■ CONSIGNE
Dans l'extrait, selon Marc Henry, quelle part des molécules du vivant est faite de H2O ?

Pourquoi est-ce si difficile de faire ou de faire faire un tel travail correctement ?

Nous avons évoqué la puissance des membranes qui servent à définir et délimiter des écosystèmes. C’est la membrane de la cellule qui l’isole de son environnement et qui de manière sélective lui permet de prélever à l’extérieur l’énergie indispensable puis d’y rejeter des énergies dégradées. Relire M. Crozier, B. Latour, P. Rosanvallon, et plus récemment P. Jorion, F. Lordon, C. Fleury et « Les Pathologies de la Démocratie » ne fera pas de moi un sociologue : la réception de leurs idées nait d’une culture holistique qui voit un intérêt à ne pas rester dans sa spécialité et permet d’aller d’un domaine à un autre, à la recherche de solutions satisfaisantes. Sauf quand il y a plus de confort et de paresse à rester dans son club, son association, sa famille infantilisante dans tous les sens du terme, qu’à innover en regardant ailleurs. Les membranes qui définissent les acteurs de l’ostréiculture en font des organisations tribales où rien ne diffusent par crainte de se voir déstabiliser. Tout est dit et répété dans les textes des auteurs évoqués précédemment : « l’État à la française et sa clientèle ont une capacité de résistance considérable… Notre système administratif est une culture en soi » (Michel Crozier 1987).

Les découpages sociologiques et administratifs qui voudraient « servir et défendre l’intérêt général » sont en pratique des tours d’ivoire imperméables à toute sensation externe qui utilisent leur temps et leurs petits et grands pouvoirs de faire carrière pour se renforcer aux dépens des « Citoyens », si ce mot a encore un sens.

Il semble qu’il soit difficile de voir, d’observer, d’analyser ce qui nous compose : il faut déjà une volonté, une formation et un apprentissage pour prendre du recul et accepter de voir les choses de l’extérieur. Toute interrogation sur les siens est forcément perçue comme un signe de « méfiance » envers la tribu ! Marc Henry, professeur de chimie forcément quantique, aime à souligner que si nous sommes faits de 60 à 70 % d’eau en masse, H2O constitue plus de 99% des molécules du vivant ! Ce n’est évident pour personne mais nous sommes de l’eau : on ne voit pas ce qui nous constitue !

En fait les lois physicochimiques qui permettent le vivant, santé et pathologie, sont « évidemment » les mêmes mais leur application change selon l’échelle de la cellule, à l’organisme, à la population, à l’écosystème et à Gaïa, en fonction d’un environnement immédiat qui se modifie continuellement lui aussi. Et c’est précisément ce qui a rendu possible toute l’évolution et ses régulations normale et pathologique, pour le meilleur et pour le pire.

■ DONNÉES FOURNIES
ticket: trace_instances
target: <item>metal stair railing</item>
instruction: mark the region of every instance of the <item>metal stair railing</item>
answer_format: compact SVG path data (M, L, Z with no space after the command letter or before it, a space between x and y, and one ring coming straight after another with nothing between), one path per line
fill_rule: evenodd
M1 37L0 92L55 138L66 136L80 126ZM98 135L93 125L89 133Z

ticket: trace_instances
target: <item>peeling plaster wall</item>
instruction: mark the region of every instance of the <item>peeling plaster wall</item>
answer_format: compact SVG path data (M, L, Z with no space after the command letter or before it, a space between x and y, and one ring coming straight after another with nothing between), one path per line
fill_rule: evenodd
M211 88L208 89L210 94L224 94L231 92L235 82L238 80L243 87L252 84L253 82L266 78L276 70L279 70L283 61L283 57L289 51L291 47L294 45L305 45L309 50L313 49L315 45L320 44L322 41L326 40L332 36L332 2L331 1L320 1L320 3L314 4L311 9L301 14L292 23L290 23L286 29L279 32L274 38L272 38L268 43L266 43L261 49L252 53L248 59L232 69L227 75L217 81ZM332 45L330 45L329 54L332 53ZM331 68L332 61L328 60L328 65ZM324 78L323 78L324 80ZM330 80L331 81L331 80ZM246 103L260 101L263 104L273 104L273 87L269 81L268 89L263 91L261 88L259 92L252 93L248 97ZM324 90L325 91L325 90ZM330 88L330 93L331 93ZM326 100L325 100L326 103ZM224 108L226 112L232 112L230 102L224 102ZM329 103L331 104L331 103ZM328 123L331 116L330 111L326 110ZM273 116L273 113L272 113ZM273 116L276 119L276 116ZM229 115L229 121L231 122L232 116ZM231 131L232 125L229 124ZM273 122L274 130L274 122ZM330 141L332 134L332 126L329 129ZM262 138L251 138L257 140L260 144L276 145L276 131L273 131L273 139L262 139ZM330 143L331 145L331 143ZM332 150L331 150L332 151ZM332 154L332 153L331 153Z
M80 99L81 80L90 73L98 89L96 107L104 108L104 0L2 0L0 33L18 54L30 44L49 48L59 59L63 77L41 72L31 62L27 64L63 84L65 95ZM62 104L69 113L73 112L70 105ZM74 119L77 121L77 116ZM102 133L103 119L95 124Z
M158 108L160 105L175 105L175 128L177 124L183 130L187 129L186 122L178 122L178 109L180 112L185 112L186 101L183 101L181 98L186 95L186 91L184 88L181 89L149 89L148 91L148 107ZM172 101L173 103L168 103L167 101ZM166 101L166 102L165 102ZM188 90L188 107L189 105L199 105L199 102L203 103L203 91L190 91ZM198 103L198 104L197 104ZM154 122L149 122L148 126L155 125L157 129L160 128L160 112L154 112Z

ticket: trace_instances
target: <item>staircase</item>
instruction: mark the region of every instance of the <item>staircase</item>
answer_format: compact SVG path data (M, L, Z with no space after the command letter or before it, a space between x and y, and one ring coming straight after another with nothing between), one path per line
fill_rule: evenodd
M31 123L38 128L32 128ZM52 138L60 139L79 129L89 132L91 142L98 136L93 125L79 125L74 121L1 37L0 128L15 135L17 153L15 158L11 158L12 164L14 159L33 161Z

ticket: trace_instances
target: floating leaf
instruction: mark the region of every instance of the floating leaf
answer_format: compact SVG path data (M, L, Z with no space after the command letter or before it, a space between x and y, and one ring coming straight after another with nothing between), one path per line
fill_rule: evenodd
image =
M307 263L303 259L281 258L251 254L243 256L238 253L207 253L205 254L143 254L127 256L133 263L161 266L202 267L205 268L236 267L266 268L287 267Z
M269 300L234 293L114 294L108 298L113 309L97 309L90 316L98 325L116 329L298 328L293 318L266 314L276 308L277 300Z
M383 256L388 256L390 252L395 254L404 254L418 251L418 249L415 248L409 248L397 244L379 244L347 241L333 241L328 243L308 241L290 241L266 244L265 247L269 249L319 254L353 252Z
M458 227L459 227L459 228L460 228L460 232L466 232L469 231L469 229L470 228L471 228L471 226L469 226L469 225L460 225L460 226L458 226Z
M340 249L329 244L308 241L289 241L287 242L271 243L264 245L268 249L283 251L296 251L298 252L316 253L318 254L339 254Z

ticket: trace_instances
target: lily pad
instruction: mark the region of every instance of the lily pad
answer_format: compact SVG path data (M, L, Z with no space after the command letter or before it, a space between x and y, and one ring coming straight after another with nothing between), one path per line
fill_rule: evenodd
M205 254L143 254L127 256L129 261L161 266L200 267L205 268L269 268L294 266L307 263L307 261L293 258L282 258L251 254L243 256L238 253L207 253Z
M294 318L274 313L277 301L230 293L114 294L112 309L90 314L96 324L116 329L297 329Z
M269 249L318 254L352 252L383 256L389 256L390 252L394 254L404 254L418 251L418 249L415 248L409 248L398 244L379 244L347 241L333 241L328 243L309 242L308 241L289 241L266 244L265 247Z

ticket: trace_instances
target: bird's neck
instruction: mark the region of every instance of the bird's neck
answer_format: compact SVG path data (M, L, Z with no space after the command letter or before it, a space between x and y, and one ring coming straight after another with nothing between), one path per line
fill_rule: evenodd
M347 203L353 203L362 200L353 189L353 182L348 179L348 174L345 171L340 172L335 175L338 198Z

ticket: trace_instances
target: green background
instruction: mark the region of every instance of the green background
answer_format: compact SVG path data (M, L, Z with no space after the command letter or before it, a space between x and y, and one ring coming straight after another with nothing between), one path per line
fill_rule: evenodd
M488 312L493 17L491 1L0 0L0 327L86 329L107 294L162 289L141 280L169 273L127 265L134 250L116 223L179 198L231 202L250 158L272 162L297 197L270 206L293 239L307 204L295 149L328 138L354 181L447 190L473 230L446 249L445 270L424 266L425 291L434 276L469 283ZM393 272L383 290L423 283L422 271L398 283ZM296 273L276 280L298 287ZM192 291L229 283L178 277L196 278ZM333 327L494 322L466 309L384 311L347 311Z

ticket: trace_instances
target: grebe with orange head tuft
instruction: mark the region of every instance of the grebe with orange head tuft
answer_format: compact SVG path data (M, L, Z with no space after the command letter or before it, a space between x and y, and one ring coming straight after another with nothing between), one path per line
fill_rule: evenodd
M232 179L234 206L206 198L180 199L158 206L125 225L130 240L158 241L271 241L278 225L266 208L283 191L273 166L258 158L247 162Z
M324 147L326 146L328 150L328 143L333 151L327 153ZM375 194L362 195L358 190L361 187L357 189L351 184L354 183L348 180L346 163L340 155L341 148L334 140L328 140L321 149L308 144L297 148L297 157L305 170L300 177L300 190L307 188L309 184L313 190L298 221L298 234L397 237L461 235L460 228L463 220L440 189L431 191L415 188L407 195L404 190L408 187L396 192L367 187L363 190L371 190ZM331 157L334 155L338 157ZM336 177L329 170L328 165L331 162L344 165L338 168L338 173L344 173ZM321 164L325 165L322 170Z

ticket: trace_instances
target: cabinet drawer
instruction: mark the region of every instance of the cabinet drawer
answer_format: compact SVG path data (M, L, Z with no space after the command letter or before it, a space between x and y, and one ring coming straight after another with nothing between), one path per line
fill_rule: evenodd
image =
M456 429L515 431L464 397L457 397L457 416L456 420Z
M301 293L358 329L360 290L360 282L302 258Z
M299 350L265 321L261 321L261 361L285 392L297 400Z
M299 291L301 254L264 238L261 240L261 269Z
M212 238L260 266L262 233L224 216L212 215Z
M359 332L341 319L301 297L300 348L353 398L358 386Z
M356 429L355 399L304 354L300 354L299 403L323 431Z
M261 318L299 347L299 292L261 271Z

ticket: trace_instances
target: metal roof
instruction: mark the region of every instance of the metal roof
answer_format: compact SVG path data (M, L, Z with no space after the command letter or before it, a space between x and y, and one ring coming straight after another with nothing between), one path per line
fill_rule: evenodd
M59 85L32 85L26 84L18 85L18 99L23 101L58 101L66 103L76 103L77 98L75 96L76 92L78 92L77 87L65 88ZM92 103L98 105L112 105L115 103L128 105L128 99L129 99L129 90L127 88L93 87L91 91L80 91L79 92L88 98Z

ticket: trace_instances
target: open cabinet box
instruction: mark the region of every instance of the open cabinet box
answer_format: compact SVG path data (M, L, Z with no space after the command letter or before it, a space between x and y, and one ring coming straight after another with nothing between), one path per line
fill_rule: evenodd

■ RÉPONSE
Plus de 99 % des molécules du vivant.